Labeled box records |

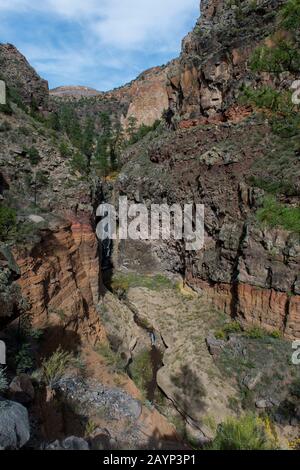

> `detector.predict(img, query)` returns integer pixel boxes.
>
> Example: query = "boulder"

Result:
[206,335,226,356]
[43,436,89,450]
[9,374,34,404]
[0,400,30,450]
[243,372,262,390]
[28,214,45,224]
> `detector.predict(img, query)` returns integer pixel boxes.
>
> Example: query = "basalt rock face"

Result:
[0,45,104,344]
[103,0,300,338]
[168,0,283,120]
[15,216,105,349]
[50,61,176,128]
[111,112,300,337]
[0,44,48,109]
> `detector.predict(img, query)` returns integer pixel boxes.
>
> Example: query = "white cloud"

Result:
[0,0,199,88]
[0,0,199,49]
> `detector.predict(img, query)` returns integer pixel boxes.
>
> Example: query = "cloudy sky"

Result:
[0,0,200,90]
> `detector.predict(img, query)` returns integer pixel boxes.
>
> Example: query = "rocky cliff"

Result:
[0,44,48,109]
[0,0,300,448]
[108,1,300,338]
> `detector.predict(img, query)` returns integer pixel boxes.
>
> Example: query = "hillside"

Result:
[0,0,300,450]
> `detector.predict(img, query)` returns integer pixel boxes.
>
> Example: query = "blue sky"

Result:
[0,0,200,91]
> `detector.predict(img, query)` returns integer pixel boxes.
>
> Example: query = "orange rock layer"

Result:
[15,220,105,343]
[187,278,300,339]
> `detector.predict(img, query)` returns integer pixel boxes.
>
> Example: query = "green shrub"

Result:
[0,121,11,132]
[280,0,300,30]
[256,196,300,233]
[0,205,16,241]
[0,103,12,116]
[250,38,300,74]
[239,85,294,112]
[59,142,70,158]
[96,343,125,372]
[0,366,8,393]
[15,343,34,374]
[215,321,242,339]
[42,347,73,387]
[70,152,89,176]
[290,378,300,398]
[209,414,275,450]
[112,273,176,291]
[23,147,41,165]
[130,349,153,396]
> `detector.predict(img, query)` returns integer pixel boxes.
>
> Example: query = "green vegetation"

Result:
[70,152,89,176]
[15,343,34,374]
[290,377,300,399]
[23,147,41,166]
[246,326,282,339]
[0,121,11,132]
[127,116,160,145]
[95,343,125,372]
[256,196,300,234]
[0,366,8,393]
[42,347,73,387]
[248,176,298,196]
[130,349,153,397]
[0,204,17,241]
[59,141,71,158]
[215,321,242,340]
[240,0,300,138]
[91,113,124,176]
[112,273,176,292]
[209,414,276,450]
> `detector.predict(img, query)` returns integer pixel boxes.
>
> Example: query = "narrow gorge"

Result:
[0,0,300,450]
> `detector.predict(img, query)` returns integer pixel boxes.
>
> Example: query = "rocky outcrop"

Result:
[50,86,101,99]
[16,219,105,344]
[50,61,175,129]
[168,0,283,121]
[0,44,48,109]
[0,400,30,450]
[0,244,28,325]
[115,109,300,338]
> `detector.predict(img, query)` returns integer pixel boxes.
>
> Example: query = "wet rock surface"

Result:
[56,378,142,420]
[0,400,30,450]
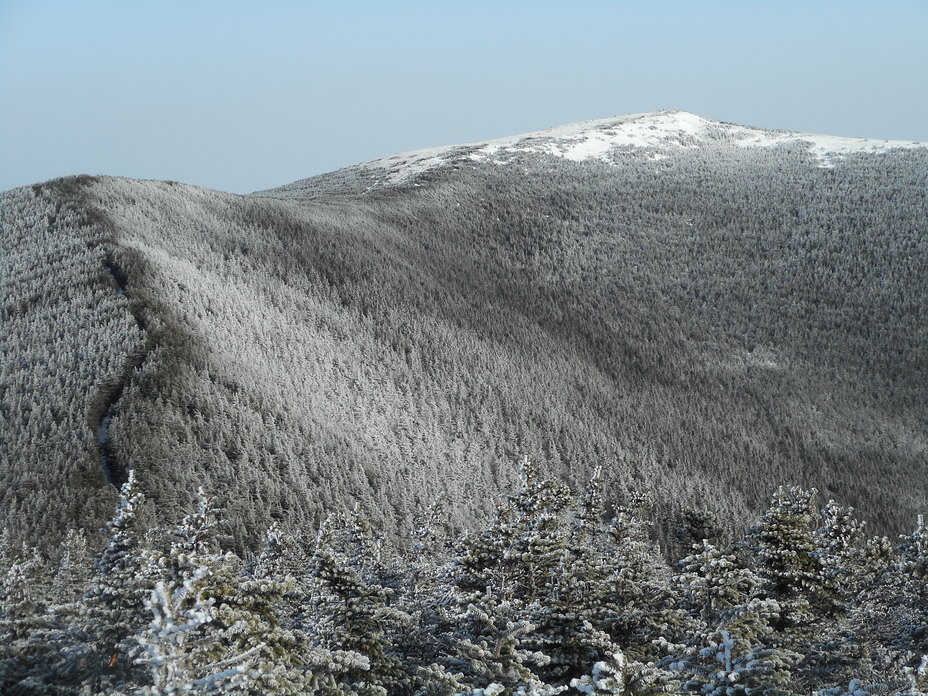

What you have to do | Write out the data above line for line, without changes, and omit the pictures.

Solution for this exercise |
> `detector.predict(img, query)` returns integer pixel boxes.
>
> Example: query = "boulder"

Result:
[206,335,226,356]
[43,436,89,450]
[9,374,34,404]
[0,400,30,450]
[243,372,262,390]
[28,214,45,224]
> `detector.predict(img, query)` returns integer pixel boxes.
>
> Example: query = "basalt rock face"

Result:
[0,45,104,344]
[103,0,300,338]
[168,0,283,120]
[15,216,105,349]
[50,61,176,128]
[111,112,300,337]
[0,44,48,109]
> `detector.predict(img, query)` returns integer pixel boxes.
>
> Example: query = "white cloud"

Result:
[0,0,199,88]
[0,0,199,49]
> `detector.predict(img, query)` returns integer pixel boxes.
>
> Example: query = "cloudy sky"

Result:
[0,0,200,90]
> `detector.predict(img, query)` returns integer pixel boxes.
>
> Example: query = "rocky cliff"

Result:
[0,44,48,109]
[0,0,300,448]
[108,1,300,338]
> `detector.predict(img, query)` returns integer pixel boxes.
>
> Example: query = "hillside"

Result:
[0,0,300,450]
> `detector.predict(img, query)` returns integer pixel boxes.
>
> Example: query = "blue sky"

Result:
[0,0,200,91]
> `detector.predict(img, query)` returns integer pixel boxes.
>
> Example: query = "orange rock layer"

Result:
[15,220,105,343]
[187,278,300,339]
> `detector.predict(img, query)` returns integer pixel boxes.
>
> Example: query = "green shrub"

Result:
[0,121,11,132]
[280,0,300,30]
[256,196,300,233]
[0,205,16,241]
[0,103,12,116]
[250,38,300,74]
[239,85,294,112]
[59,142,70,158]
[96,343,125,372]
[0,366,8,393]
[15,343,34,374]
[215,321,242,339]
[42,347,73,387]
[70,152,89,176]
[290,378,300,398]
[209,414,275,450]
[112,273,176,291]
[23,147,41,165]
[130,349,153,396]
> `detector.predict(img, query)` returns integer pixel boxes.
>
> Example: query = "green vegetation"

Result:
[70,152,89,176]
[15,343,34,374]
[290,377,300,399]
[23,147,41,166]
[246,326,282,339]
[0,121,11,132]
[127,116,160,145]
[95,343,125,372]
[256,196,300,234]
[0,366,8,393]
[42,347,73,387]
[248,176,298,196]
[130,349,153,397]
[0,204,17,241]
[59,141,71,158]
[215,321,242,340]
[240,0,300,138]
[91,113,124,176]
[112,273,176,292]
[209,414,276,450]
> `detector.predict(img, query)` returns integer pixel boxes.
>
> Example: query = "narrow gorge"

Result:
[0,0,300,450]
> `detector.predict(img, query)` returns integer pixel boxes.
>
> Example: query = "rocky outcrop"

Result:
[50,86,101,99]
[16,219,105,344]
[50,61,175,129]
[168,0,283,121]
[0,44,48,109]
[0,400,30,450]
[0,244,28,325]
[115,109,300,338]
> `detector.predict(img, query)` returns integer pixel boxes.
>
> Example: query = "wet rock surface"

Result:
[56,378,142,420]
[0,400,30,450]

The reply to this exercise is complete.